"""

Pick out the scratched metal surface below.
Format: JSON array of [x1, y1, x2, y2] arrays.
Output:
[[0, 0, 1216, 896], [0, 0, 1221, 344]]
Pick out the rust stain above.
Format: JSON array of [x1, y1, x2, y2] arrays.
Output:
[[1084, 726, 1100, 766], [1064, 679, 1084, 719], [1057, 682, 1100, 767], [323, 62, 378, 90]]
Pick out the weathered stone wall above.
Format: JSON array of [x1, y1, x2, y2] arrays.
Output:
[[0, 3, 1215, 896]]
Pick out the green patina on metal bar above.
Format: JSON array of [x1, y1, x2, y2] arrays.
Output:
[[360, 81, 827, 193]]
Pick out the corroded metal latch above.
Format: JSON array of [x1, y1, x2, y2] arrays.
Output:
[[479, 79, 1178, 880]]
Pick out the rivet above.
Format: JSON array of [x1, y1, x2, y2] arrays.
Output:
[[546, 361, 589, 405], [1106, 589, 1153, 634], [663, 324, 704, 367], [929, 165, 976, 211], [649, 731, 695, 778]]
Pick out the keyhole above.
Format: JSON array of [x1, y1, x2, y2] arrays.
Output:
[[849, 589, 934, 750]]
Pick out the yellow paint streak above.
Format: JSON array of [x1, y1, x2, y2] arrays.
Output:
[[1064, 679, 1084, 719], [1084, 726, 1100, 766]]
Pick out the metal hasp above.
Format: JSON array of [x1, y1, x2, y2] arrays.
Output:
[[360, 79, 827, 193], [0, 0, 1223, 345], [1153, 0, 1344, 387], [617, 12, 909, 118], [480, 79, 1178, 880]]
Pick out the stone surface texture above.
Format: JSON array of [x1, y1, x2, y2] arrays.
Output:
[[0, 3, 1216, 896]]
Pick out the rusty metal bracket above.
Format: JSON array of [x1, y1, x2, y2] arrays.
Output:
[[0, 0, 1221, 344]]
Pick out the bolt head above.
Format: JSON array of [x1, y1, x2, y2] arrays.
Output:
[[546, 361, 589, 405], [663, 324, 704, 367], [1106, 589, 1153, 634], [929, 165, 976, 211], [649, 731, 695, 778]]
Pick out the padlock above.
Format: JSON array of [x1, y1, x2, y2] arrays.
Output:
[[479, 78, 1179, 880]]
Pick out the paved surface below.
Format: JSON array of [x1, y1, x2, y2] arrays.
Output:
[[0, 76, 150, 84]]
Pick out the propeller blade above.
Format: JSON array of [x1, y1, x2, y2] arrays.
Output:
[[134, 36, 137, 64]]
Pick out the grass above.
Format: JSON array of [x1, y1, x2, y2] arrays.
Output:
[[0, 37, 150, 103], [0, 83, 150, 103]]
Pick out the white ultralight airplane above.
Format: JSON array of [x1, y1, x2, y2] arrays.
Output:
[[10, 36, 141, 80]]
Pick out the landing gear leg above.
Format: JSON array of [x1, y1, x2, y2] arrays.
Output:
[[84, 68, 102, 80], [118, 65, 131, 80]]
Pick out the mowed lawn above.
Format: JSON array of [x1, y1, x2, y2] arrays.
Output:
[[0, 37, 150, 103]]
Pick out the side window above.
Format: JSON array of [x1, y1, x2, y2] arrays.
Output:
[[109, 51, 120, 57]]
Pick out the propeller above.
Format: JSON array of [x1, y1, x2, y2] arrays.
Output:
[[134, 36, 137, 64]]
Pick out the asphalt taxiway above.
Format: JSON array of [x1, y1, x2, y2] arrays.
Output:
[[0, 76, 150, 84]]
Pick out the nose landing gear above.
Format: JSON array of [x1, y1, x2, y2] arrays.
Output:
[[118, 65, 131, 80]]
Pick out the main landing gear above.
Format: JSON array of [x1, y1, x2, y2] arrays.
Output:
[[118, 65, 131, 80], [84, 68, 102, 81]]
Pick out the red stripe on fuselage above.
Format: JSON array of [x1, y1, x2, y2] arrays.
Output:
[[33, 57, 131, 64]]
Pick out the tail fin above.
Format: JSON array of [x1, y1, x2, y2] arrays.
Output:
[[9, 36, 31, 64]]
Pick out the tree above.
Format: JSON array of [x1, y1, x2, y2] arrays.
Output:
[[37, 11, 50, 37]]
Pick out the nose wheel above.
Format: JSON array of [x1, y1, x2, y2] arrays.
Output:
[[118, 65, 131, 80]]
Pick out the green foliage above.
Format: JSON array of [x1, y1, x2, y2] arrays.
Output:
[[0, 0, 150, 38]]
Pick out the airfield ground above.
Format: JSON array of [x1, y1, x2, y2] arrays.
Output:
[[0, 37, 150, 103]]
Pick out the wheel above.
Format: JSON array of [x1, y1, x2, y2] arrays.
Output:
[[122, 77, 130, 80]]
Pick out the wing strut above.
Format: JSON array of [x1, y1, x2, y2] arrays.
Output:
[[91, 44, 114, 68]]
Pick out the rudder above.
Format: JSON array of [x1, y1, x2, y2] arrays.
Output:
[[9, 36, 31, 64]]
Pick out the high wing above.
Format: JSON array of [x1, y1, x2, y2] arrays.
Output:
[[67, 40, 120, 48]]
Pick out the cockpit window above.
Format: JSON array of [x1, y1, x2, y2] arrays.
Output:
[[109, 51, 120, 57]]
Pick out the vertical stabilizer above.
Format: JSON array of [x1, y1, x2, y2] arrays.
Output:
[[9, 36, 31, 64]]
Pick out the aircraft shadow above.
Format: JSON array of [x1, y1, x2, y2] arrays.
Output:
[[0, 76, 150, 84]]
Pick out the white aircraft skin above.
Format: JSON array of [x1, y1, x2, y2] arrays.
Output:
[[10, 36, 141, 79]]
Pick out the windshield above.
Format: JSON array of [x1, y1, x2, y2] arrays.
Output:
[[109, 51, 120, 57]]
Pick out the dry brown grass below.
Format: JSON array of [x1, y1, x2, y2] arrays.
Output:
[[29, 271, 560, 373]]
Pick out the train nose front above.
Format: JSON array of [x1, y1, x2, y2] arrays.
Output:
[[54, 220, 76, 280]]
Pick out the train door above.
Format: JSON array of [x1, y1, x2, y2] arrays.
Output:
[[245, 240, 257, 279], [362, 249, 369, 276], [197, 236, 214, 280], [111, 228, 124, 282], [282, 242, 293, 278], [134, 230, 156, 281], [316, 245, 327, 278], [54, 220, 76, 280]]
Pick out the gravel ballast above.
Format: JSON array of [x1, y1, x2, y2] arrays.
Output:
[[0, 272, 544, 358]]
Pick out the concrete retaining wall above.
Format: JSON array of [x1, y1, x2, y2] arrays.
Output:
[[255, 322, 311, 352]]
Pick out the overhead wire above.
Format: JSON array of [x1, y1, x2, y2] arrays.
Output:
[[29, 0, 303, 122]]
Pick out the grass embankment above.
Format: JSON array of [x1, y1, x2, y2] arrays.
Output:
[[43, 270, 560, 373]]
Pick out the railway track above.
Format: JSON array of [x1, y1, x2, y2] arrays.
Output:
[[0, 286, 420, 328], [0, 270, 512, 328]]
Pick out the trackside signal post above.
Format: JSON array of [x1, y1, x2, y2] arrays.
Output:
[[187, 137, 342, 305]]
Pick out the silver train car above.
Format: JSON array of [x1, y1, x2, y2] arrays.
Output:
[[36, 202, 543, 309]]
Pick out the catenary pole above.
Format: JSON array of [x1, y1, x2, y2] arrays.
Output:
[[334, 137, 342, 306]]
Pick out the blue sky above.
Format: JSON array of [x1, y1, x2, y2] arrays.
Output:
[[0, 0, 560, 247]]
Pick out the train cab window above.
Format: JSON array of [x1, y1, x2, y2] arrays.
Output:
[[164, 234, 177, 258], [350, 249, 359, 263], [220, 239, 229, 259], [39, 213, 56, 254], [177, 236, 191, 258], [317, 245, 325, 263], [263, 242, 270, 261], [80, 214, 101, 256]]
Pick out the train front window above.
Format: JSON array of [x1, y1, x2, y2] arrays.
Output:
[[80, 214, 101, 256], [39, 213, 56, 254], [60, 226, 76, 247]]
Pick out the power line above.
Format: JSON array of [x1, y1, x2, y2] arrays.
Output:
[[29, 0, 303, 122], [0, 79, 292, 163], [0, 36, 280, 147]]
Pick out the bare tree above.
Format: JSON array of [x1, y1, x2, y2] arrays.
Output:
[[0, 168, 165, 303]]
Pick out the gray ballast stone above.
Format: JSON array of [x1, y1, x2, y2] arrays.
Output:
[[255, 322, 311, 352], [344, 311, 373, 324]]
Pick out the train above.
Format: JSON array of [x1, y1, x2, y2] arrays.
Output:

"""

Rewrite the part of the records that opens with the line containing "Pick out the tree above." and closes with the line containing "[[0, 272, 544, 358]]", replacing "Pick out" with "Locate" and changing nothing else.

Locate the tree above.
Format: JSON array of [x1, y1, x2, y2] arrays.
Output:
[[37, 11, 50, 37]]
Locate the nose wheel above.
Format: JSON array of [x1, y1, x2, y2] arrays.
Output:
[[118, 65, 131, 80]]
Locate the green foliage above.
Format: JSON array of [x1, y1, x2, y2] arrays.
Output:
[[0, 0, 150, 38]]
Locate the airfield ground above.
Format: JSON array of [x1, y1, x2, y2] arrays.
Output:
[[0, 37, 150, 103]]
Locate the wheel above.
Format: JSON array of [x1, y1, x2, y2] arrays.
Output:
[[122, 77, 130, 80]]
Locate the wing strut above.
Format: JSON array of [x1, y1, x2, y2] arrays.
Output:
[[91, 44, 114, 68]]
Locate the rudder above.
Format: JSON array of [x1, y1, x2, y2] arrays.
Output:
[[9, 36, 31, 64]]
Locate the high wing above.
Format: JSON array of [x1, y1, x2, y2] arrays.
Output:
[[67, 40, 120, 48]]
Locate the cockpit window above.
Format: JSON array of [x1, y1, x2, y2] arrays.
Output:
[[109, 51, 120, 57]]
Locate the vertical stabilizer above.
Format: JSON array of [x1, y1, x2, y2] arrays.
Output:
[[9, 36, 31, 64]]
Locate the aircraft shadow above.
Format: JSON array of [x1, y1, x2, y2] arrays.
Output:
[[0, 76, 150, 84]]
Locate the white aircraft skin above.
Format: JSON array of [x1, y1, x2, y2] arrays.
Output:
[[10, 36, 141, 79]]
Locate the windshield above.
Format: JSON array of [x1, y1, x2, y2] arrays.
Output:
[[109, 51, 120, 57]]
Locate the dry brown grass below.
Format: JSON array of [x1, y1, x2, y2] arrays.
Output:
[[29, 271, 560, 373]]
Locate the train nose front above.
Format: JSON array of [x1, y1, x2, y2] arrays.
Output:
[[54, 220, 76, 280]]
Locate the train door above.
Format: JSON array of [x1, y1, x2, y2] arrays.
Output:
[[245, 240, 257, 279], [362, 249, 369, 276], [197, 236, 214, 280], [111, 228, 124, 282], [282, 242, 293, 278], [134, 230, 156, 281], [316, 245, 327, 278], [54, 220, 76, 280]]
Locate the gravel ballast above.
Format: JSON array of [x1, y1, x2, y2] arrays.
Output:
[[0, 272, 544, 358]]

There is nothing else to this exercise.